* Exercise:
Reproduce each of the following lines verbatim.

* Material for this task:
◇ ◇ ◇

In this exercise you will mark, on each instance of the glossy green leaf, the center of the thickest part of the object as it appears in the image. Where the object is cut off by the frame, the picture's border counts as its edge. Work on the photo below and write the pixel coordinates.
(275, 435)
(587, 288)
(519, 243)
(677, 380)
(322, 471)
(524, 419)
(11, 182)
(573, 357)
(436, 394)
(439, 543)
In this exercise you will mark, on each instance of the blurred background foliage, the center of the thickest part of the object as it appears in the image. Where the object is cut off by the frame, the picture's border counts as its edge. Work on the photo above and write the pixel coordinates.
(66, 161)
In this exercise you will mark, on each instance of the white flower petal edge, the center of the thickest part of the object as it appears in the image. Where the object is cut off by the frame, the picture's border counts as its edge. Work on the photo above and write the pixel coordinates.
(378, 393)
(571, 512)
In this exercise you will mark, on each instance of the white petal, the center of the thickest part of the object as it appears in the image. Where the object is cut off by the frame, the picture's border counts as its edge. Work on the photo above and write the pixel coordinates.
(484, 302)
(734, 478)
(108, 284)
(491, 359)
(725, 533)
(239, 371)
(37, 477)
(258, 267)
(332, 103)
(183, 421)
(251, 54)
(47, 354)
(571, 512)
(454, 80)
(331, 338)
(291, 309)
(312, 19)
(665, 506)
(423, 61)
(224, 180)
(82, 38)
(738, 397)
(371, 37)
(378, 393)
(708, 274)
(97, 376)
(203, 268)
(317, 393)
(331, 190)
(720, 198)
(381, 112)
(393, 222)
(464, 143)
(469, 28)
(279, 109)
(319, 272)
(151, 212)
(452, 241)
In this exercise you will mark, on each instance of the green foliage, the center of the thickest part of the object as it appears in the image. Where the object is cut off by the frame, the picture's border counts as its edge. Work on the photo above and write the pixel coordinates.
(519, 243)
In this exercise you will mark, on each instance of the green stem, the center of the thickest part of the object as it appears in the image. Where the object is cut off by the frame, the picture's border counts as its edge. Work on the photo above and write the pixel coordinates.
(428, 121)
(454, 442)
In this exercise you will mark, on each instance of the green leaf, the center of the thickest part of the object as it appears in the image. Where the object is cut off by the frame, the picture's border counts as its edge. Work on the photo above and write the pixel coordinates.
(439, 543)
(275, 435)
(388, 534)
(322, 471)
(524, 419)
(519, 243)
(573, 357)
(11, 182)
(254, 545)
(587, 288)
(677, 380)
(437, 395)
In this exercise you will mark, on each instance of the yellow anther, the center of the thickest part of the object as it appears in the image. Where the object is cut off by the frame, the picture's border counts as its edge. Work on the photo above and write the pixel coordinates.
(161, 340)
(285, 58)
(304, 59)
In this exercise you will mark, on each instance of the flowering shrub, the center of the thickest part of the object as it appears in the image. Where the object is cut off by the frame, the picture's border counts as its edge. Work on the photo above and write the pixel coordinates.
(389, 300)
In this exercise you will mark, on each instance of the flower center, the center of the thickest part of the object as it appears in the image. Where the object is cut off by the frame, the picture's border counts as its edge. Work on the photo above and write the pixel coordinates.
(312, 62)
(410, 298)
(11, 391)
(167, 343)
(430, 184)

◇ ◇ ◇

* Exercise result:
In this exercise you will mark, on each instance of the glossy green leaf, the center of the thickest part of the object as it appears in the image. Where the object is cut off by the frame, the picture's border counts as its edge. Work on the photo below and write the pixel coordinates.
(275, 435)
(587, 288)
(519, 243)
(677, 380)
(322, 471)
(524, 419)
(11, 182)
(573, 357)
(436, 394)
(439, 543)
In this exercise you will mark, on each instance of the blurred background foliage, the center of the thickest part of the object as it appears in the image. Where the object is cut off by the frame, the picture's border counts as its edge. Work on the photo above and write the pixel coordinates.
(66, 161)
In this exercise you will mark, on each instance of the white flower petal edge, the center of the thickest part of the object as it appears in the image. Where the object is cut off by the frame, the picture's border counts as its edge. Work on the photo above and write the pixel coordinates.
(378, 393)
(571, 512)
In this exercise you will mark, on each instance of the white petal, the center of the thickest part of the object as it appears in the image. Where the object is cut off by the frame, the picture's border counts as its edge. Work on the photo above and write the pixel coordinates.
(484, 302)
(734, 478)
(108, 284)
(491, 359)
(725, 533)
(239, 371)
(37, 477)
(258, 267)
(332, 103)
(183, 421)
(251, 54)
(47, 354)
(571, 512)
(454, 80)
(331, 338)
(291, 309)
(312, 19)
(665, 506)
(423, 61)
(224, 180)
(82, 38)
(738, 397)
(371, 37)
(378, 393)
(708, 274)
(97, 376)
(203, 268)
(317, 393)
(331, 190)
(720, 198)
(381, 112)
(393, 222)
(464, 143)
(469, 28)
(279, 109)
(319, 272)
(151, 212)
(452, 241)
In this exercise you will mark, on each instance of the green foliage, the center of the thickest part of the object as it appears in the image. Where the object is cut off by the frame, the picture's border counts as its edge. Work on the photo above and write the pixel coordinates.
(519, 243)
In this exercise you will mark, on each instance of the green stem, the center of the thickest part of the object as it appears in the image. Where the object is cut off by the frame, the picture's border counts as its edge. Work on the photo above and write the pixel coordinates.
(428, 121)
(454, 442)
In this exercise you will mark, on each instance of the green leaf, the center of the thickest part of the object as it appears in the image. Where the object is cut off by the frame, the picture's border counts as its edge. Work on the photo above and write the pixel coordinates.
(439, 543)
(275, 435)
(388, 534)
(322, 471)
(524, 419)
(519, 243)
(573, 357)
(11, 182)
(254, 545)
(587, 288)
(677, 380)
(437, 395)
In this exercise you will mark, on each instance of the yellow anther, the center of the thickest part of the object as it appears in the image. Where the object is cut off by the frame, the picture's border counts as its edge. Work on the photo above and write the pixel coordinates.
(161, 340)
(285, 58)
(304, 59)
In this exercise you will mark, on each instance of the flowering shrub, the center of the thickest part of the object as it appears in the image. Where the object is cut off by the frame, the picture's border counts as its edge. Work on the photo above and write the pixel coordinates.
(389, 300)
In this exercise you will mark, on each instance of the flower center, the center of the thickest part of the object as it appears in the image. Where the object is cut off by the frame, the picture's border counts as its edge. Work on the photo above and write the pixel coordinates.
(312, 62)
(410, 298)
(11, 391)
(167, 343)
(430, 184)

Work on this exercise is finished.